What you are asked to do:
Repeat each record below exactly as given.

Source records

....

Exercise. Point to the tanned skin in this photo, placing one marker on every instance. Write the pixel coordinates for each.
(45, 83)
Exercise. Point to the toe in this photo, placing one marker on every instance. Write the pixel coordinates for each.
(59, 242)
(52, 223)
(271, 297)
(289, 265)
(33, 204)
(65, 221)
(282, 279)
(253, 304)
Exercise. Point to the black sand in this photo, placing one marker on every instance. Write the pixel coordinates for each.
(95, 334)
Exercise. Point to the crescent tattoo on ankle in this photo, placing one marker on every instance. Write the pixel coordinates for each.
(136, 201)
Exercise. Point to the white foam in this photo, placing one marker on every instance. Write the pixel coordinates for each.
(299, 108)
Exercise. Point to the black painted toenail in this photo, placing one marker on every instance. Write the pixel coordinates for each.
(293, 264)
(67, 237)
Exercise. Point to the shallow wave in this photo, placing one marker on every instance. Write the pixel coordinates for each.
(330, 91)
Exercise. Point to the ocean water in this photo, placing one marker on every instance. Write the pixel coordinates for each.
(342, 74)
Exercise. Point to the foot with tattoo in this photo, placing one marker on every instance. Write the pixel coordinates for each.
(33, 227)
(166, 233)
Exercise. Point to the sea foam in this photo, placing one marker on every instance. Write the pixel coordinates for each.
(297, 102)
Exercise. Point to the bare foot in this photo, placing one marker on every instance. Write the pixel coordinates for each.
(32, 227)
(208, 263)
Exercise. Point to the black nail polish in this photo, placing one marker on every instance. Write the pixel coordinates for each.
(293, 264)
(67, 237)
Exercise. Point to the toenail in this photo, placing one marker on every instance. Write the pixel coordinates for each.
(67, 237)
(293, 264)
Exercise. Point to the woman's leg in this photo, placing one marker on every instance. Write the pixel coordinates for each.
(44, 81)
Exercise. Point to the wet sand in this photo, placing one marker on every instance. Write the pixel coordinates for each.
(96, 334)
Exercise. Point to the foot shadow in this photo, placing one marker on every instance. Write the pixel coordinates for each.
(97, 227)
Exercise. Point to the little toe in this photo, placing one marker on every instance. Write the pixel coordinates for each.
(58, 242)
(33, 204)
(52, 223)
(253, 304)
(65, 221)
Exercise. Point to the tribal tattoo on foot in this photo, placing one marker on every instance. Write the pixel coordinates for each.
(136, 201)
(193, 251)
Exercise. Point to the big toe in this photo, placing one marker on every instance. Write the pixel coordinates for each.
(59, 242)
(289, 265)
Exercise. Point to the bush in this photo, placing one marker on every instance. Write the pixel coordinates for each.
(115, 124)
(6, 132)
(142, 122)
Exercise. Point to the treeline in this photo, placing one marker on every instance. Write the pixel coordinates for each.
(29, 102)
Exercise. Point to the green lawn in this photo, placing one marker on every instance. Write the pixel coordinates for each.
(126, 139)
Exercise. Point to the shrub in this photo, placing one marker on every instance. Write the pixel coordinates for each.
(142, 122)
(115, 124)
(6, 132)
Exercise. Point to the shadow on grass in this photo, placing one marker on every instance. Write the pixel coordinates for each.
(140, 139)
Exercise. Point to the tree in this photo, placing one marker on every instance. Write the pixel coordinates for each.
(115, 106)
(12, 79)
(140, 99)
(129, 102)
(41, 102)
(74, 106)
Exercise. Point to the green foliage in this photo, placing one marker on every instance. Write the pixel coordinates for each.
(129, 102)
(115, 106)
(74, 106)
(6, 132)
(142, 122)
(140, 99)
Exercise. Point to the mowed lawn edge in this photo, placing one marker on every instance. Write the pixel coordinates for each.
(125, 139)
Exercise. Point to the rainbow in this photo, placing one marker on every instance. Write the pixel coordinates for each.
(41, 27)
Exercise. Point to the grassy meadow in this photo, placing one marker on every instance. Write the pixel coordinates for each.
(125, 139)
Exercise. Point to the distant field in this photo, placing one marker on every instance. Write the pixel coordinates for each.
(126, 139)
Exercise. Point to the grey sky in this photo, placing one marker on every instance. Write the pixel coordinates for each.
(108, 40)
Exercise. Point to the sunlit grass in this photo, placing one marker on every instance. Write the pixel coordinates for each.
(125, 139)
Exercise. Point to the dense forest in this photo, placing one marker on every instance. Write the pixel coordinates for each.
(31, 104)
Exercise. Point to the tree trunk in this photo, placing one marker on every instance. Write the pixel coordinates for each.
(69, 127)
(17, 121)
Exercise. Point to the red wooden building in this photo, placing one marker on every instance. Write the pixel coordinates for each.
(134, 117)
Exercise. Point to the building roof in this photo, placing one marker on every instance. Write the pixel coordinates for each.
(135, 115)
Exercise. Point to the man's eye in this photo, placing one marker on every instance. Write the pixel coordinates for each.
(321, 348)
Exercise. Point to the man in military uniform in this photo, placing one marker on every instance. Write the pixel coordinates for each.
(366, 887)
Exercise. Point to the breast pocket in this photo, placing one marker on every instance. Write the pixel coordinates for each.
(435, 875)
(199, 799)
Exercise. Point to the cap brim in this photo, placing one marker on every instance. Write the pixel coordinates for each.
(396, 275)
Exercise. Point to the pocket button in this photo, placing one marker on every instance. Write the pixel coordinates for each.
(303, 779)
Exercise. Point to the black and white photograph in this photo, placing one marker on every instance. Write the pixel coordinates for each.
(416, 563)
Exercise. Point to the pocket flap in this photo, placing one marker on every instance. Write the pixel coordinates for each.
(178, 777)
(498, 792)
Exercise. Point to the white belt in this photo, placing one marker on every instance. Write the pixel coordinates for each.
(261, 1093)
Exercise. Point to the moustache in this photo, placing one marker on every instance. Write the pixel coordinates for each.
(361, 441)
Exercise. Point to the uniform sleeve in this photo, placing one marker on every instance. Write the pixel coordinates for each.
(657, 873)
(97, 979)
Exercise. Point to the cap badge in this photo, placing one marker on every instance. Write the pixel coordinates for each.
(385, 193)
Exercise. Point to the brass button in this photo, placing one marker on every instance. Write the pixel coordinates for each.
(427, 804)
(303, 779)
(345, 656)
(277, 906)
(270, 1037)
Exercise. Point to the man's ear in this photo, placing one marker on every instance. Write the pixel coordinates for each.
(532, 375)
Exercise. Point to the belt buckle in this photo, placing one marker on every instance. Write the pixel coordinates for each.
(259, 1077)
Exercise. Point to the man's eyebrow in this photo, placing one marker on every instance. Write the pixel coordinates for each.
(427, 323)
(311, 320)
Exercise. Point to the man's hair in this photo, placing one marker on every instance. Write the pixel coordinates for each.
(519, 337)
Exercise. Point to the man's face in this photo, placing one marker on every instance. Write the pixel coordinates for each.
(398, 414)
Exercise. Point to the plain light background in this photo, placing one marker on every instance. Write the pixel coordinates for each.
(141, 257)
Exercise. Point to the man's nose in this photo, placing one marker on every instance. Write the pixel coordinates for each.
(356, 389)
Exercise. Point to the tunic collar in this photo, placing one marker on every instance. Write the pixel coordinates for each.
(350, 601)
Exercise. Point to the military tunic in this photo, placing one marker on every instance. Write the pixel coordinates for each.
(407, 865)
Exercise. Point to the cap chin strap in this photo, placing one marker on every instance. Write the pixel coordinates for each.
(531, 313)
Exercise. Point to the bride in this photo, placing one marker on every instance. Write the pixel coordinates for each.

....

Correct response:
Exercise. Point to the tanned skin in this photo, placing one marker on every instance. Write the pixel coordinates for each.
(45, 83)
Exercise. Point to the toe in this photo, placing one marker on every instance. Write the pixel coordinates for each.
(59, 242)
(52, 223)
(271, 297)
(289, 265)
(33, 204)
(65, 221)
(282, 279)
(253, 304)
Exercise. Point to the black sand in this photo, placing one marker on every instance. Write the pixel coordinates for each.
(95, 334)
Exercise. Point to the crescent tattoo on ankle in this photo, placing one marker on every instance. Write the pixel coordinates for each.
(136, 201)
Exercise. Point to the white foam in this photo, placing one marker on every instance. Write the pixel coordinates for each.
(299, 108)
Exercise. Point to the black painted toenail in this photo, placing one marker on every instance. Write the pixel coordinates for each.
(293, 264)
(67, 237)
Exercise. Point to the shallow wave in this photo, placing one marker on every instance. Write the pixel coordinates for each.
(330, 91)
Exercise. Point to the ocean water in this photo, placing one marker on every instance. Write the pixel coordinates for each.
(342, 74)
Exercise. Point to the foot with tattoo in this photo, placing one marker on every instance. Write the pixel coordinates for each.
(33, 227)
(166, 233)
Exercise. Point to the sea foam in this photo, placing one marker on every instance. Write the pixel coordinates for each.
(297, 102)
Exercise. Point to the bare foot in this photo, placing one marker on every instance. Write the pixel coordinates for each.
(32, 227)
(208, 263)
Exercise. Point to the black nail polish in this photo, placing one marker on every instance. Write the pixel coordinates for each.
(293, 264)
(67, 237)
Exercise. Point to the toenail in this photo, placing one marker on every instance. Write the pixel coordinates for each.
(67, 237)
(293, 264)
Exercise. Point to the woman's leg in this photo, placing one marker on every instance. Write the pixel coordinates for each.
(44, 81)
Exercise. Point to the wet sand in this photo, placing one marker on every instance. Write the pixel coordinates for each.
(96, 334)
Exercise. Point to the foot shadow in this photo, placing one marker on every instance. Write the pixel coordinates for each.
(97, 227)
Exercise. Point to the little toe in this photo, placing one marker on every instance. Write the pixel coordinates for each.
(58, 242)
(33, 204)
(52, 223)
(253, 304)
(65, 221)
Exercise. Point to the tribal tattoo on foot in this photo, placing one marker on every instance. Write the pixel coordinates for each.
(136, 201)
(193, 251)
Exercise. Point to the big toe in this photo, placing one marker on every instance. Write the pixel coordinates for each.
(59, 242)
(289, 265)
Exercise. Point to the bush in this photo, placing one marker on every instance. Write the pixel coordinates for each.
(115, 124)
(6, 132)
(142, 122)
Exercise. Point to the treeline in this photo, placing one marker on every instance. Write the pixel coordinates for each.
(29, 102)
Exercise. Point to the green lawn in this photo, placing one marker on every instance. Write the pixel coordinates for each.
(126, 139)
Exercise. Point to the shrub in this photo, placing one marker on every instance. Write the pixel coordinates for each.
(142, 122)
(115, 124)
(6, 132)
Exercise. Point to the shadow on grass in this photo, placing one marker on every instance. Write the pixel coordinates for each.
(140, 139)
Exercise. Point to the tree in this photo, placing one marker on every instance. Write the pixel coordinates for each.
(115, 106)
(12, 79)
(140, 99)
(129, 102)
(41, 102)
(74, 106)
Exercise. Point to the green foliage in this photo, placing one marker on every instance. Write the pixel coordinates for each.
(129, 102)
(115, 106)
(74, 106)
(6, 132)
(142, 122)
(140, 99)
Exercise. Point to the mowed lawn edge in this photo, placing one marker on every instance. Write the pixel coordinates for each.
(125, 139)
Exercise. Point to the rainbow in this photo, placing one marker on every instance. Write the pixel coordinates for each.
(41, 27)
Exercise. Point to the grassy meadow in this photo, placing one marker on every instance. Write the pixel coordinates for each.
(125, 139)
Exercise. Point to the distant field in this photo, placing one marker on every instance. Write the pixel coordinates for each.
(126, 139)
Exercise. Point to the grey sky in this photo, placing one marker on every instance. Write the pixel coordinates for each.
(108, 40)
Exercise. Point to the sunlit grass in this photo, placing one marker on every instance. Write the pixel coordinates for each.
(125, 139)
Exercise. Point to the dense forest in this photo, placing one marker on every instance. Write the pixel coordinates for each.
(31, 104)
Exercise. Point to the tree trunk in this photo, placing one marker on every instance. Write the pixel coordinates for each.
(69, 127)
(17, 121)
Exercise. Point to the red wooden building in this photo, placing one marker on every instance. Write the pixel coordinates for each.
(134, 117)
Exercise. Point to the building roof in this photo, placing one marker on every instance. Write the pixel coordinates for each.
(135, 115)
Exercise. Point to the man's eye in this photo, placing one marker on every instance. Write the pixel coordinates for each.
(321, 348)
Exercise. Point to the man in military uniform in this photo, placing one marker on every instance. Write the pixel coordinates for each.
(366, 887)
Exercise. Point to the breast pocket in this photo, placing one marker on every instance. Write the pixel coordinates for each.
(435, 875)
(199, 799)
Exercise. Point to the cap brim in this photo, placing one marker on every instance. Write the pixel coordinates for each.
(396, 275)
Exercise. Point to the pocket button in this photo, placing one marker on every instance. Write the pixel coordinates for each.
(303, 779)
Exercise. Point to the black and white photograph in this photo, placing one marker on every instance. Write the pixel coordinates for each.
(416, 563)
Exercise. Point to the pocket flap in this photo, placing one marker on every instance. Write the pixel coordinates for each.
(178, 777)
(498, 792)
Exercise. Point to the white belt in this photo, placing one marker on every instance. Write the pixel coordinates for each.
(261, 1093)
Exercise. Point to the moustache in this photo, placing one marker on every instance. Write the pixel coordinates for each.
(361, 441)
Exercise. Point to the uniform sleeve in this photo, placing one marker on every instance. Write the pixel coordinates for each.
(657, 873)
(97, 979)
Exercise. Point to the cap badge in this photo, placing one marker on every instance. Write the pixel coordinates for each.
(385, 193)
Exercise. Point to the brass button in this photo, placing one marker on every instance. Write the pixel coordinates for each.
(427, 804)
(303, 779)
(345, 656)
(277, 906)
(270, 1037)
Exercise. Point to the man's ear in this photo, placing one marker on every instance. Write the pixel coordinates for each.
(532, 375)
Exercise. Point to the belt buckle in this photo, placing one marker on every instance. Write the pixel coordinates for each.
(259, 1077)
Exercise. Point to the man's eyebrow in this photo, placing one marker on every instance. Write the pixel coordinates for each.
(427, 323)
(311, 320)
Exercise. Point to the man's hair in this photo, placing one marker on every instance. Write the pixel coordinates for each.
(519, 337)
Exercise. Point to the man's face in this photo, placing one marker on every instance. Write the pixel coordinates for each.
(398, 414)
Exercise. Point to the plain light background in this photo, placing one marker on every instance. Write the pixel coordinates for each.
(141, 257)
Exercise. Point to the man's nose in this photo, placing one marker on every instance. Write the pixel coordinates for each.
(356, 389)
Exercise. Point to the tunic collar in this photo, placing one marker on every instance. Write the pixel coordinates for each.
(350, 601)
Exercise. Point to the military tunic in this photo, placing one marker on every instance. Write the pixel coordinates for each.
(407, 865)
Exercise. Point to the cap chin strap in this photo, placing one marker on every instance. Write the pixel coordinates for each.
(531, 313)
Exercise. Point to the bride in this photo, placing one marker on every instance. Write the pixel coordinates for each.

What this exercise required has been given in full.